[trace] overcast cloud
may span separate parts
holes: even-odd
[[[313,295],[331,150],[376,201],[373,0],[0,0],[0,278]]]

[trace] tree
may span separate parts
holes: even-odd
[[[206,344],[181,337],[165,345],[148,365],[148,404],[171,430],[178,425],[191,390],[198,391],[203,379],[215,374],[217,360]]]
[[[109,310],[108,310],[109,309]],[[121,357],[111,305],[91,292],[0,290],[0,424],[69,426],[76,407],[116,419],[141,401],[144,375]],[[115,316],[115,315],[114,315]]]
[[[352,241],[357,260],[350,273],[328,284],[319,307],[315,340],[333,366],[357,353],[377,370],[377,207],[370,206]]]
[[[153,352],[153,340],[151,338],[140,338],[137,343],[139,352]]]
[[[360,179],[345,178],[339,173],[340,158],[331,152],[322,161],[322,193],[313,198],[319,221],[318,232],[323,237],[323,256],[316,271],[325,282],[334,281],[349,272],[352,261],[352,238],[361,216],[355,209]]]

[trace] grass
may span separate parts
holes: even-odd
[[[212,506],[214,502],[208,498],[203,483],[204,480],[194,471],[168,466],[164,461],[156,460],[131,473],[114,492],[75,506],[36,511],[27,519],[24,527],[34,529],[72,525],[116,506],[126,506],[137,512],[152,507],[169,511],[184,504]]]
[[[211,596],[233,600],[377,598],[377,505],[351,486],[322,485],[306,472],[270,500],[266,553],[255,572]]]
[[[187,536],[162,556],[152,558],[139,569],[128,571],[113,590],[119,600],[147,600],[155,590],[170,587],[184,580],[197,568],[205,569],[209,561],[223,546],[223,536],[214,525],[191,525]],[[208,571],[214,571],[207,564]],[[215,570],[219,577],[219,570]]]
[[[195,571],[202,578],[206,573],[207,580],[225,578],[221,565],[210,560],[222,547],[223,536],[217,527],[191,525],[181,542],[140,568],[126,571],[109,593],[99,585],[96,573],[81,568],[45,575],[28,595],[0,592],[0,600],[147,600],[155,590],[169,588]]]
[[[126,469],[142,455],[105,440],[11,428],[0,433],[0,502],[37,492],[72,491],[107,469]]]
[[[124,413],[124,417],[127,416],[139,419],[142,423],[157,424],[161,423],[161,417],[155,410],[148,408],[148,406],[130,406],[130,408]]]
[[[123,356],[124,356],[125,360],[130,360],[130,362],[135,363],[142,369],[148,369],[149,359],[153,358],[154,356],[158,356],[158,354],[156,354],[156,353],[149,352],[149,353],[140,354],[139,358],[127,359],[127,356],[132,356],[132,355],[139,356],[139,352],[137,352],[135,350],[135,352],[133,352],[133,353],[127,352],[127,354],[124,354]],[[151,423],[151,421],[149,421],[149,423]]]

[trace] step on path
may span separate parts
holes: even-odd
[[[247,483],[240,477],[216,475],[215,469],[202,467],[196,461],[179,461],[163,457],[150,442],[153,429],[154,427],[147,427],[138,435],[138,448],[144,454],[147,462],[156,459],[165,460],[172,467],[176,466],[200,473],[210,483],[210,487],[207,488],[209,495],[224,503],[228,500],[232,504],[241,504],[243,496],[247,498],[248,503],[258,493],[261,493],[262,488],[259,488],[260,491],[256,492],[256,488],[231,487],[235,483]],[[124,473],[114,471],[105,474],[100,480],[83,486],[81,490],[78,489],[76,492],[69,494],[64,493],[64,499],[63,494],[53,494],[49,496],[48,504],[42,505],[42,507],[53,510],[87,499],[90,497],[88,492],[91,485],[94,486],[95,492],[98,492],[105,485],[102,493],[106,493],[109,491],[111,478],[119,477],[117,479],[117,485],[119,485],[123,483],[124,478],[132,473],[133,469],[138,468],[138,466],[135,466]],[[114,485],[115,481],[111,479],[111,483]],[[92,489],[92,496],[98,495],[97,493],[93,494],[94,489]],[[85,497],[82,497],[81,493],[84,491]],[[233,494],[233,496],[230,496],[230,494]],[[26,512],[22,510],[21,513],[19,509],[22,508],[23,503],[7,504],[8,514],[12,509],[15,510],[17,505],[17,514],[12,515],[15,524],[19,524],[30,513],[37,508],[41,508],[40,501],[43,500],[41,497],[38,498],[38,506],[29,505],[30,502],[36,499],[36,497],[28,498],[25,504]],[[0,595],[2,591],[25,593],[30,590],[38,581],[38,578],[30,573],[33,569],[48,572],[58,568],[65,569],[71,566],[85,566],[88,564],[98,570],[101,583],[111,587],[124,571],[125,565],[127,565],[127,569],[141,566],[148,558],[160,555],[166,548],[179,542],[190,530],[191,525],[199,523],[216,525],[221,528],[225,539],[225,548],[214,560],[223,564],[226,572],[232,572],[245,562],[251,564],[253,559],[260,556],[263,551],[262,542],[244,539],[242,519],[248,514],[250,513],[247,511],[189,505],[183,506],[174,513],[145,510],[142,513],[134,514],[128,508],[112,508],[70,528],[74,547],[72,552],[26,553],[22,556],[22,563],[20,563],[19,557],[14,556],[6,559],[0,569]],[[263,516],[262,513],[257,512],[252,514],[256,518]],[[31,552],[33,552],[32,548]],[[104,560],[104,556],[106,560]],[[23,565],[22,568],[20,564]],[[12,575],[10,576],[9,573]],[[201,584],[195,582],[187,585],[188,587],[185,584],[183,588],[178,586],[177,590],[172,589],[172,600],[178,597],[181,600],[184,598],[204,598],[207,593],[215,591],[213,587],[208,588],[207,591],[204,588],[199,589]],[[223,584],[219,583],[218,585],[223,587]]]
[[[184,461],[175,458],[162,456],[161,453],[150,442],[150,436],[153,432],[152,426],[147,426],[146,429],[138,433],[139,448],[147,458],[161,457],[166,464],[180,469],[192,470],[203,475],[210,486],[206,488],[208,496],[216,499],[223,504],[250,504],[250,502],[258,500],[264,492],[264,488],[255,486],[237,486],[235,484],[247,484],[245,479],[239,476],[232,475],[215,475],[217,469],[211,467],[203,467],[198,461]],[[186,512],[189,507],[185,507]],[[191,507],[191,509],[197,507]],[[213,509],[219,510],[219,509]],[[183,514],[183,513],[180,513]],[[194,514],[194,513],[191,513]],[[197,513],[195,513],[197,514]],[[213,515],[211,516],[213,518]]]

▶ [What you should do]:
Please convert each line of the data above into a string in a JSON list, one string per line, leaving out blank lines.

▶ [Finished answer]:
[
  "[trace] overcast cloud",
  "may span separate parts",
  "holes: even-odd",
  "[[[313,295],[331,150],[376,201],[373,0],[0,0],[0,278]]]",
  "[trace] tree",
  "may span separate parts",
  "holes: even-odd",
  "[[[206,344],[181,337],[165,345],[148,365],[148,404],[171,430],[178,425],[191,390],[198,391],[203,379],[215,374],[217,360]]]",
  "[[[109,310],[108,310],[109,309]],[[121,357],[111,305],[91,292],[0,290],[0,424],[69,426],[76,407],[116,419],[141,401],[144,375]],[[115,316],[115,315],[114,315]]]",
  "[[[352,241],[357,260],[350,273],[328,284],[319,307],[315,340],[333,366],[357,353],[377,370],[377,207],[370,206]]]",
  "[[[153,352],[153,340],[151,338],[140,338],[137,343],[139,352]]]",
  "[[[360,179],[345,178],[339,173],[340,158],[331,152],[322,161],[322,193],[313,198],[319,221],[318,232],[323,237],[323,256],[316,271],[325,282],[334,281],[349,272],[352,261],[352,238],[361,216],[355,209]]]",
  "[trace] grass",
  "may span separate parts",
  "holes: even-odd",
  "[[[212,506],[214,502],[208,498],[203,483],[204,480],[194,471],[168,466],[164,461],[156,460],[131,473],[114,492],[75,506],[36,511],[27,519],[24,527],[34,529],[72,525],[116,506],[126,506],[137,512],[152,507],[169,511],[184,504]]]",
  "[[[211,596],[233,600],[377,598],[377,505],[351,486],[322,485],[306,472],[270,500],[266,553],[255,572]]]",
  "[[[187,536],[162,556],[152,558],[139,569],[128,571],[113,590],[119,600],[147,600],[155,590],[170,587],[184,580],[197,568],[205,569],[209,561],[223,546],[223,536],[214,525],[191,525]],[[208,571],[214,571],[207,564]],[[215,570],[219,577],[219,570]]]",
  "[[[195,571],[202,578],[206,573],[207,580],[225,578],[221,565],[210,560],[222,547],[223,536],[217,527],[191,525],[181,542],[140,568],[126,571],[109,593],[99,585],[96,573],[81,568],[45,575],[28,595],[0,592],[0,600],[147,600],[155,590],[169,588]]]",
  "[[[126,469],[142,455],[105,440],[11,428],[0,433],[0,502],[37,492],[72,491],[107,469]]]",
  "[[[124,413],[124,417],[127,416],[139,419],[142,423],[157,424],[161,423],[161,417],[155,410],[148,408],[148,406],[130,406],[130,408]]]",
  "[[[123,356],[124,356],[125,360],[130,360],[130,362],[135,363],[142,369],[148,369],[149,359],[153,358],[154,356],[158,356],[158,354],[156,354],[156,353],[149,352],[149,353],[140,354],[139,358],[127,359],[127,356],[132,356],[132,355],[139,356],[139,352],[137,352],[135,350],[135,352],[133,352],[133,353],[127,352],[127,354],[124,354]],[[151,423],[151,421],[149,421],[149,423]]]",
  "[trace] step on path",
  "may span separate parts",
  "holes: even-odd",
  "[[[247,483],[240,477],[216,475],[215,469],[202,467],[196,461],[179,461],[163,457],[150,442],[153,429],[154,427],[147,427],[138,435],[138,448],[144,454],[147,462],[156,459],[165,460],[172,467],[176,466],[200,473],[210,483],[210,487],[207,488],[209,495],[224,503],[228,500],[232,504],[241,504],[243,496],[247,498],[248,503],[258,493],[261,493],[262,488],[259,488],[260,491],[256,492],[256,488],[231,487],[235,483]],[[124,473],[114,471],[105,474],[100,480],[83,486],[81,490],[78,489],[76,492],[69,494],[64,493],[64,499],[63,494],[53,494],[49,496],[48,504],[42,505],[42,507],[53,510],[87,499],[90,497],[88,492],[91,485],[94,486],[95,492],[98,492],[105,485],[102,493],[106,493],[109,491],[111,478],[119,477],[117,479],[117,485],[119,485],[123,483],[124,478],[132,473],[133,469],[138,468],[138,466],[135,466]],[[114,485],[115,481],[111,479],[111,483]],[[92,489],[92,496],[98,495],[97,493],[93,494],[94,489]],[[85,497],[82,497],[81,493],[84,491]],[[233,494],[233,496],[230,496],[230,494]],[[26,512],[22,510],[21,513],[19,509],[22,508],[23,503],[7,504],[8,514],[12,509],[15,510],[17,505],[17,514],[12,515],[15,524],[19,524],[30,513],[37,508],[41,508],[40,501],[43,500],[41,497],[38,498],[38,506],[29,505],[30,502],[36,499],[36,497],[28,498],[25,504]],[[0,595],[2,591],[25,593],[30,590],[38,581],[38,578],[30,573],[33,569],[48,572],[58,568],[65,569],[71,566],[85,566],[88,564],[98,570],[101,583],[111,587],[124,571],[125,565],[127,565],[127,569],[141,566],[148,558],[160,555],[166,548],[179,542],[190,530],[191,525],[199,523],[216,525],[221,528],[225,539],[225,548],[214,560],[223,564],[226,572],[232,572],[245,562],[251,564],[253,559],[260,556],[263,551],[262,542],[244,539],[242,519],[248,514],[250,513],[247,511],[189,505],[183,506],[174,513],[145,510],[142,513],[134,514],[128,508],[112,508],[70,528],[74,547],[72,552],[26,553],[22,556],[22,563],[20,563],[19,557],[14,556],[6,559],[0,569]],[[263,516],[262,513],[257,512],[252,514],[256,518]],[[31,552],[33,552],[32,548]],[[104,560],[104,556],[106,560]],[[23,565],[22,568],[20,564]],[[12,575],[10,576],[9,573]],[[201,584],[195,582],[187,585],[188,587],[185,584],[183,588],[178,586],[177,590],[172,589],[172,600],[178,597],[181,600],[184,598],[204,598],[207,593],[215,591],[213,587],[208,588],[207,591],[204,588],[199,589]],[[223,584],[219,583],[218,585],[223,587]]]",
  "[[[184,461],[175,458],[162,456],[161,453],[150,442],[150,436],[153,432],[152,426],[147,426],[146,429],[138,433],[139,448],[147,458],[161,457],[166,464],[180,469],[192,470],[203,475],[210,486],[206,488],[208,496],[216,499],[223,504],[250,504],[250,502],[258,500],[264,492],[264,488],[255,486],[237,486],[235,484],[247,484],[245,479],[239,476],[232,475],[215,475],[217,469],[211,467],[203,467],[198,461]],[[186,512],[189,507],[185,507]],[[191,507],[191,509],[197,507]],[[213,509],[219,510],[219,509]],[[183,514],[183,513],[180,513]],[[194,514],[194,513],[191,513]],[[197,513],[195,513],[197,514]],[[213,515],[211,516],[213,518]]]"
]